-------- Supplied entries

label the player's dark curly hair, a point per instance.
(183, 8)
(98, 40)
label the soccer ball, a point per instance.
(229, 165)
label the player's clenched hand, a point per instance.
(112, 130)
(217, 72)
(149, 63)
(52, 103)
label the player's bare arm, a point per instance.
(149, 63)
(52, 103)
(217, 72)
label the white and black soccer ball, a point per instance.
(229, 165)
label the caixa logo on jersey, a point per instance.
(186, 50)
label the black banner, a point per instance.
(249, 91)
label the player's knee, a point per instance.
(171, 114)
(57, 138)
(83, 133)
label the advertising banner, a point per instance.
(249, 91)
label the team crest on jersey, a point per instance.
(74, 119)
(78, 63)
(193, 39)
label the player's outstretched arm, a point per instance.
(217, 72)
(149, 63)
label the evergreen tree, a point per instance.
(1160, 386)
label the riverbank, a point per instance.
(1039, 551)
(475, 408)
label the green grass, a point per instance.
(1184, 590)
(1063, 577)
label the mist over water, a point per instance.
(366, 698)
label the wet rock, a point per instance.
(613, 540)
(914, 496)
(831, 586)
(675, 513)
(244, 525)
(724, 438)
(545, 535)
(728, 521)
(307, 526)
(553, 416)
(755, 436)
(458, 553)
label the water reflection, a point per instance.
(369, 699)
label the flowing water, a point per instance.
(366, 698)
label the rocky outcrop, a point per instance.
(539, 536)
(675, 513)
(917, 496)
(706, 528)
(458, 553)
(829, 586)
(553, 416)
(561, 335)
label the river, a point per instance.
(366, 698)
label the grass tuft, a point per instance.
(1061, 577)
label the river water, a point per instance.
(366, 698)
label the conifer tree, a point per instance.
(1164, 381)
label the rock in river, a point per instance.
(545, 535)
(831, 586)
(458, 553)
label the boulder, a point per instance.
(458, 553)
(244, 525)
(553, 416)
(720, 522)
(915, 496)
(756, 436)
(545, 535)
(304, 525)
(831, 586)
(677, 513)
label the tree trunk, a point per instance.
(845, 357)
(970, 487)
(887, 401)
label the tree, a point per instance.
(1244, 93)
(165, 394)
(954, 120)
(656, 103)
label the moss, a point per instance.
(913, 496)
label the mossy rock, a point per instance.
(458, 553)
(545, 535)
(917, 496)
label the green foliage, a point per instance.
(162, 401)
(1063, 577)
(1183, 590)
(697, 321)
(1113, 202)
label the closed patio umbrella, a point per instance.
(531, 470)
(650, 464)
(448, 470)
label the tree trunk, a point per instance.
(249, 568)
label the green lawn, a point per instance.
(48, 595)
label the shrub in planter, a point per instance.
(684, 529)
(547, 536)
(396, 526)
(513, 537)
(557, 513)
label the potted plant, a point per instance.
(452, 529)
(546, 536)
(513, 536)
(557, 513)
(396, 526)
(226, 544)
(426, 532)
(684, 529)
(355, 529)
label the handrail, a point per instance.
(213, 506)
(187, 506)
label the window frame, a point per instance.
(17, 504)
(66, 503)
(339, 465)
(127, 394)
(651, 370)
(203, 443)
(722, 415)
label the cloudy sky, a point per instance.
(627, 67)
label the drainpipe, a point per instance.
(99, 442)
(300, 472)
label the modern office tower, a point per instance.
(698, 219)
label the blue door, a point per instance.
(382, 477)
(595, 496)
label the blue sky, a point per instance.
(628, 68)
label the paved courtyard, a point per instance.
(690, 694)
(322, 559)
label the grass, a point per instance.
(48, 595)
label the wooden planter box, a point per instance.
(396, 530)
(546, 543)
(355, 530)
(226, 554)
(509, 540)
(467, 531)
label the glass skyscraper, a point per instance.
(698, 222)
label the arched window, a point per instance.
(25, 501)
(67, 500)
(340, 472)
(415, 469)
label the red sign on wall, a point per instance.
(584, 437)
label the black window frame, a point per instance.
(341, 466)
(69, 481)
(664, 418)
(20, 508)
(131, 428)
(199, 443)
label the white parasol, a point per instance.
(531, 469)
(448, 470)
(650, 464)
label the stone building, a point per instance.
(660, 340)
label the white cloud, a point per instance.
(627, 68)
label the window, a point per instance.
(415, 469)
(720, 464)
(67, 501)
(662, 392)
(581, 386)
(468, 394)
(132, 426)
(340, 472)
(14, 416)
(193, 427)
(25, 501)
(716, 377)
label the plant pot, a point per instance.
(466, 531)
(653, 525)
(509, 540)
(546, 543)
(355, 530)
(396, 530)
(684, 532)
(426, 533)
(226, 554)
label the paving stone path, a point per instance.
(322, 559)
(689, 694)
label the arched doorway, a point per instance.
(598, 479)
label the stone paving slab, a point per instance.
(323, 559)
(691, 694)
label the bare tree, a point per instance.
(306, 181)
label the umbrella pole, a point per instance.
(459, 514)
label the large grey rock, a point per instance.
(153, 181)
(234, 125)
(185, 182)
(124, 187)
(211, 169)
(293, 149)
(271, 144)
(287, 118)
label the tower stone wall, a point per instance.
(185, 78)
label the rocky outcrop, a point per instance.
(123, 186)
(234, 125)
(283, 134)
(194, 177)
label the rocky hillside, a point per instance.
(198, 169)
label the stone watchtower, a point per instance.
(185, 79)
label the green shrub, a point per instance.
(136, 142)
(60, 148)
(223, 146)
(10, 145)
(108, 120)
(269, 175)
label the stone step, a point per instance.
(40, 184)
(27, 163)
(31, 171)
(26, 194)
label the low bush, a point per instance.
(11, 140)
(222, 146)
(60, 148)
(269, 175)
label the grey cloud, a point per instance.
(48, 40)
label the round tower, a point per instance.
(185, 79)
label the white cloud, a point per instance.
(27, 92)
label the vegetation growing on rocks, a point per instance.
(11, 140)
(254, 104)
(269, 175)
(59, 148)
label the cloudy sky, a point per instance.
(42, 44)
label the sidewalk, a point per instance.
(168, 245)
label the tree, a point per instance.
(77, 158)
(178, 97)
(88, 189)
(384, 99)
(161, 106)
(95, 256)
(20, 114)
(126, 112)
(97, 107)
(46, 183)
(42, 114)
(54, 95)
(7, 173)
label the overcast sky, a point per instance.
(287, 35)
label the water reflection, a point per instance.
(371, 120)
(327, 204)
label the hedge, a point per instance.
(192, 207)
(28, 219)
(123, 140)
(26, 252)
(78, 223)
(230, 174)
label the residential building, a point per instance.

----------------

Word for word, extract all the records.

--- Result ---
label the player's dark curly hair, a point per instance.
(183, 8)
(98, 40)
label the soccer ball, a point per instance.
(229, 165)
label the player's clenched hand, a point per instance.
(112, 130)
(217, 72)
(149, 63)
(52, 103)
label the player's bare arm, a point per instance.
(149, 63)
(52, 103)
(217, 72)
label the white and black soccer ball, a point per instance.
(229, 165)
label the caixa logo on jersey, a point per instance.
(186, 50)
label the black banner, a point per instance.
(249, 91)
label the player's knee, a point per instance.
(171, 114)
(57, 138)
(83, 133)
label the advertising banner, a point per instance.
(249, 91)
label the team crest on jersey, a point per instance.
(74, 119)
(78, 63)
(193, 39)
label the player's outstretched arm, a point per instance.
(217, 72)
(149, 63)
label the evergreen tree, a point per instance.
(1160, 386)
label the riverbank, a point per instance.
(1039, 551)
(475, 408)
label the green grass, a point per instance.
(1184, 590)
(1063, 577)
label the mist over water, a point per instance.
(366, 698)
label the wet rock, a point per instance.
(613, 540)
(914, 496)
(831, 586)
(675, 513)
(244, 525)
(724, 438)
(545, 535)
(728, 521)
(307, 526)
(553, 416)
(755, 436)
(458, 553)
label the water reflection, a point per instance.
(369, 699)
label the flowing water, a point per instance.
(366, 698)
label the rocky outcrop, a point per instance.
(539, 536)
(675, 513)
(917, 496)
(706, 528)
(458, 553)
(829, 586)
(553, 416)
(561, 335)
label the river, a point per instance.
(366, 698)
label the grass tuft, a point per instance.
(1061, 577)
label the river water, a point per instance.
(366, 698)
label the conifer tree, a point per instance.
(1164, 381)
label the rock in river, a point per instance.
(545, 535)
(831, 586)
(458, 553)
label the boulder, a point per instance.
(458, 553)
(244, 525)
(553, 416)
(720, 522)
(915, 496)
(756, 436)
(545, 535)
(304, 525)
(831, 586)
(677, 513)
label the tree trunk, a point per instance.
(845, 357)
(970, 487)
(887, 401)
label the tree, a point per instance.
(1244, 93)
(165, 394)
(954, 120)
(656, 103)
label the moss, a point per instance.
(913, 496)
label the mossy rock, a point per instance.
(458, 553)
(545, 535)
(917, 496)
label the green foliage, a point per instance.
(162, 401)
(1063, 577)
(1183, 590)
(697, 321)
(1113, 202)
label the closed patio umbrella, a point per instance.
(531, 470)
(650, 464)
(448, 470)
label the tree trunk, a point per instance.
(249, 568)
label the green lawn, a point per instance.
(48, 595)
label the shrub in planter, a point per instance.
(684, 529)
(547, 536)
(396, 526)
(513, 537)
(557, 513)
label the potted plant, a point per instance.
(452, 529)
(546, 536)
(513, 536)
(557, 513)
(396, 526)
(226, 544)
(426, 532)
(684, 529)
(355, 529)
label the handrail, a point per instance.
(213, 506)
(187, 506)
label the window frame, a point per instance.
(17, 504)
(66, 503)
(339, 465)
(127, 394)
(651, 370)
(203, 443)
(722, 415)
label the cloudy sky, a point per instance.
(627, 67)
label the drainpipe, a point per instance.
(99, 442)
(300, 472)
label the modern office tower, a point per instance.
(698, 219)
label the blue door, a point per instance.
(382, 477)
(595, 496)
label the blue sky, a point per instance.
(628, 68)
label the paved courtyard, a point per instance.
(690, 694)
(322, 559)
label the grass, a point per instance.
(48, 595)
label the wooden planter box, a point per instance.
(396, 530)
(546, 543)
(355, 530)
(226, 554)
(509, 540)
(467, 531)
label the glass skyscraper, a point per instance.
(698, 222)
label the arched window, a point per instance.
(25, 501)
(67, 500)
(340, 472)
(415, 469)
label the red sign on wall, a point per instance.
(584, 437)
label the black window frame, a point per instance.
(341, 466)
(69, 481)
(664, 418)
(20, 508)
(131, 428)
(199, 443)
label the white parasol, a point per instance.
(531, 469)
(448, 470)
(650, 464)
label the stone building, a point per instance.
(660, 340)
label the white cloud, a point per instance.
(627, 68)
label the window, a point per instance.
(415, 469)
(720, 464)
(67, 501)
(662, 392)
(581, 386)
(468, 394)
(132, 426)
(340, 472)
(14, 416)
(193, 427)
(25, 501)
(716, 377)
label the plant pot, a point per instance.
(466, 531)
(653, 525)
(509, 540)
(546, 543)
(355, 530)
(396, 530)
(684, 532)
(426, 533)
(226, 554)
label the paving stone path, a point per instance.
(322, 559)
(689, 694)
label the arched doorway, a point per instance.
(598, 479)
label the stone paving slab, a point per instance.
(323, 559)
(691, 694)
label the bare tree, a point per instance.
(306, 181)
label the umbrella pole, a point per instance.
(459, 514)
label the large grey rock, a point per instance.
(153, 181)
(234, 125)
(185, 182)
(124, 187)
(211, 169)
(293, 149)
(271, 144)
(287, 118)
label the tower stone wall, a point per instance.
(185, 78)
label the rocky outcrop, a point per instance.
(123, 186)
(234, 125)
(283, 134)
(194, 177)
label the rocky hillside, a point per instance.
(198, 169)
label the stone watchtower, a point per instance.
(185, 79)
label the green shrub, a point per instance.
(136, 142)
(60, 148)
(223, 146)
(10, 145)
(108, 120)
(269, 175)
label the stone step, a point per instance.
(40, 184)
(27, 163)
(31, 171)
(26, 194)
label the low bush, a point per instance.
(11, 140)
(222, 146)
(60, 148)
(269, 175)
label the grey cloud, a point per instance.
(48, 40)
label the round tower, a point per instance.
(185, 79)
label the white cloud, a point per instance.
(27, 92)
label the vegetation growing on rocks, a point per instance.
(11, 140)
(254, 104)
(269, 175)
(59, 148)
label the cloudy sky, a point per instance.
(42, 44)
label the sidewalk, a point per instance.
(168, 245)
label the tree, a point per instance.
(77, 158)
(178, 97)
(88, 189)
(384, 99)
(161, 106)
(95, 256)
(20, 114)
(126, 112)
(97, 107)
(46, 183)
(42, 114)
(54, 95)
(7, 173)
label the overcast sky, a point per instance.
(287, 35)
label the water reflection, a point per instance.
(371, 120)
(327, 204)
label the hedge, a point per instance.
(192, 207)
(28, 219)
(123, 140)
(26, 252)
(78, 223)
(230, 174)
label the residential building, a point per instance.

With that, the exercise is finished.